→ Tarefa proposta 1
Disponha os registros abaixo como um CSV de duas colunas, "pedido" e "resposta", com uma linha por pedido e cada campo entre aspas, trocando as quebras de linha por espaços. Inclua todos os registros e deixe as imagens de fora.

→ Trecho fornecido

Embora possa surpreender à primeira vista, a aprovação unânime não significa que os senadores governistas tenham passado a defender a campanha das Diretas Já. Enquanto a oposição propõe que o projeto tenha efeito imediato e permita a antecipação de eleições diretas para este ano, os aliados de Michel Temer rejeitam a possibilidade por considerá-la inconstitucional.

Relator do projeto proposto por seu colega Reguffe (sem partido-DF), Lindbergh Farias(PT-RJ) buscou apresentar um substitutivo ao texto original para que a eventual aprovação da emenda passasse a vigorar a partir da saída de Temer.

Em resposta, o senador Ricardo Ferraço (PSDB-ES) apresentou um relatório alternativo para derrubar o texto de Lindbergh e recuperar a proposta original. Ferraço questionou o dispositivo incluído pelo petista, que considera “flagrantemente inconstitucional”. O senador tucano argumentou que o artigo 16 da Constituição impede qualquer alteração em regras eleitorais em eleições realizadas em até um ano a partir da aprovação das mudanças.

Com a divisão entre os parlamentares, decidiu-se aprovar o texto original de Reguffe sem estabelecer que o projeto entre em vigor imediatamente. O debate sobre a validade ou não da mudança a partir de um eventual impeachment ou cassação de Temer deve ser analisado pelo plenário do Senado e pode ressurgir caso o projeto avance posteriormente na Câmara.

→ Tarefa proposta 2
Reescreva a parte do trecho fornecido que começa nas palavras "Relator do projeto" e termina depois de "aprovação das mudanças.", substituindo "relatório alternativo" por "parecer alternativo".

→ Trechos dos registros
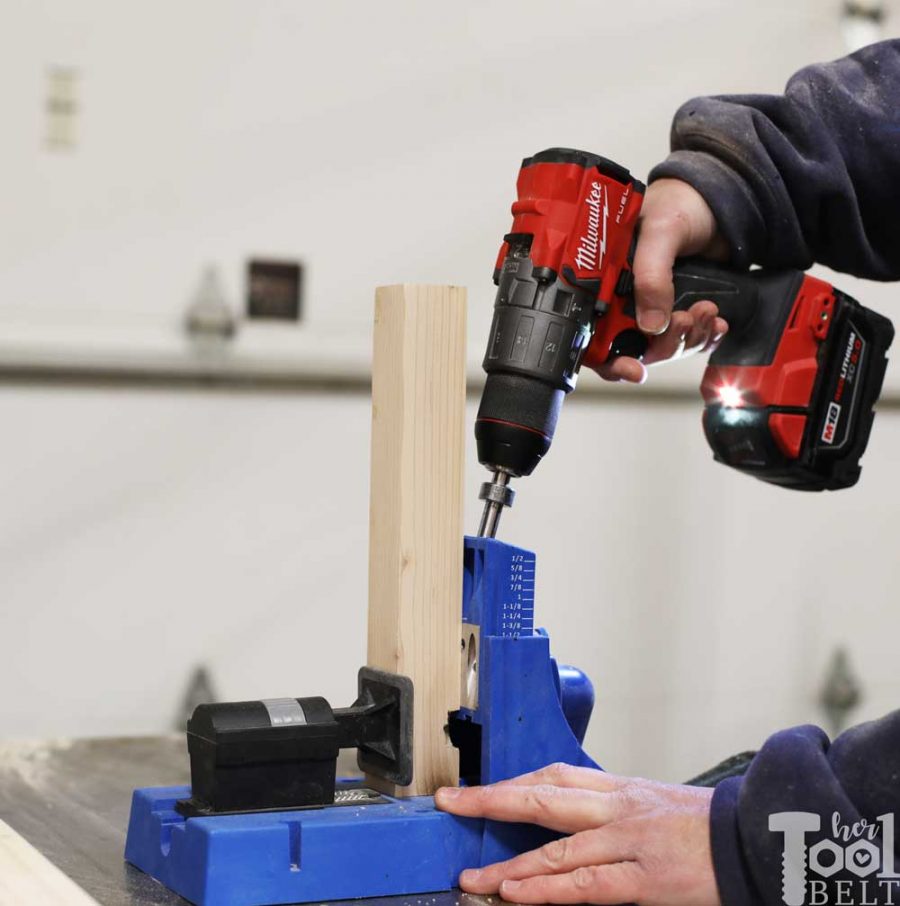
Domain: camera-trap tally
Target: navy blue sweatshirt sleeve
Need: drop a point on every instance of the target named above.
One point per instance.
(811, 175)
(835, 784)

→ Resposta final 1
pedido,resposta
"Domain: camera-trap tally Target: navy blue sweatshirt sleeve Need: drop a point on every instance of the target named above. One point per instance.","(811, 175) (835, 784)"

→ Resposta final 2
Relator do projeto proposto por seu colega Reguffe (sem partido-DF), Lindbergh Farias(PT-RJ) buscou apresentar um substitutivo ao texto original para que a eventual aprovação da emenda passasse a vigorar a partir da saída de Temer.

Em resposta, o senador Ricardo Ferraço (PSDB-ES) apresentou um parecer alternativo para derrubar o texto de Lindbergh e recuperar a proposta original. Ferraço questionou o dispositivo incluído pelo petista, que considera “flagrantemente inconstitucional”. O senador tucano argumentou que o artigo 16 da Constituição impede qualquer alteração em regras eleitorais em eleições realizadas em até um ano a partir da aprovação das mudanças.